→ **Passage shown**
__________

Army Deputy Chief of Staff G-6 Lt. Gen. John Morrison (left) and Chief Information Officer Dr. Raj Iyer (on screen) mentored high school students attending the Black Engineer of the Year Awards Science, Technology, Engineering and Mathematics Conference held virtually. The mentoring session on February 12, 2021 was at the midpoint of the three-day event.
Army Deputy Chief of Staff G-6 Lt. Gen. John Morrison (left) and Chief Information Officer Dr. Raj Iyer (on screen) mentored high school students attending the Black Engineer of the Year Awards Science, Technology, Engineering and Mathematics Conference held virtually. The mentoring session on February 12, 2021 was at the midpoint of the three-day event. (Photo Credit: Photo by DCS, G-6 staff) VIEW ORIGINAL

More than 350 students received several career and life lessons outside the classroom this year during the 35th annual Black Engineer of the Year Awards (BEYA) Virtual STEM conference.

Each year, the event brings together professionals and students to share their experiences and career information over a three-day period.

Industry and military leaders led conference sessions focused on topics including: The National Perspective on Global Energy, Cybersecurity, Artificial intelligence and Historically Black Colleges and Universities, Improving Study Skills, and Creating and Building Productive Connections.

__________

→ **Recorded information**
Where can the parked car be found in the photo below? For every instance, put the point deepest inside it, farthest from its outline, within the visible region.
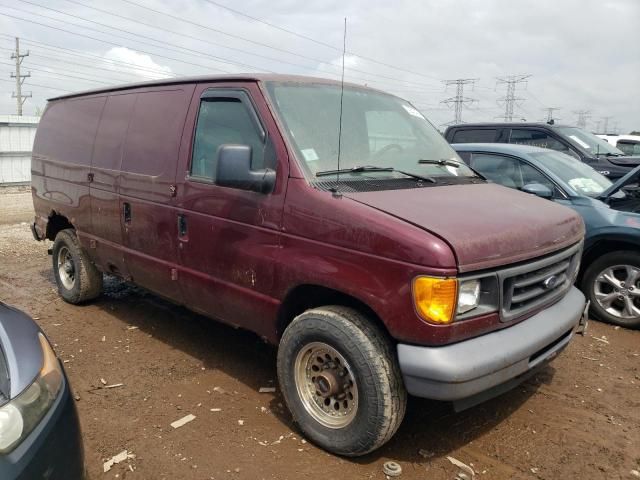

__________

Copy out the full article on the Black Engineer of the Year Awards STEM conference verbatim, from its opening line to its last sentence.

→ **Answer to this problem**
Army Deputy Chief of Staff G-6 Lt. Gen. John Morrison (left) and Chief Information Officer Dr. Raj Iyer (on screen) mentored high school students attending the Black Engineer of the Year Awards Science, Technology, Engineering and Mathematics Conference held virtually. The mentoring session on February 12, 2021 was at the midpoint of the three-day event.
Army Deputy Chief of Staff G-6 Lt. Gen. John Morrison (left) and Chief Information Officer Dr. Raj Iyer (on screen) mentored high school students attending the Black Engineer of the Year Awards Science, Technology, Engineering and Mathematics Conference held virtually. The mentoring session on February 12, 2021 was at the midpoint of the three-day event. (Photo Credit: Photo by DCS, G-6 staff) VIEW ORIGINAL

More than 350 students received several career and life lessons outside the classroom this year during the 35th annual Black Engineer of the Year Awards (BEYA) Virtual STEM conference.

Each year, the event brings together professionals and students to share their experiences and career information over a three-day period.

Industry and military leaders led conference sessions focused on topics including: The National Perspective on Global Energy, Cybersecurity, Artificial intelligence and Historically Black Colleges and Universities, Improving Study Skills, and Creating and Building Productive Connections.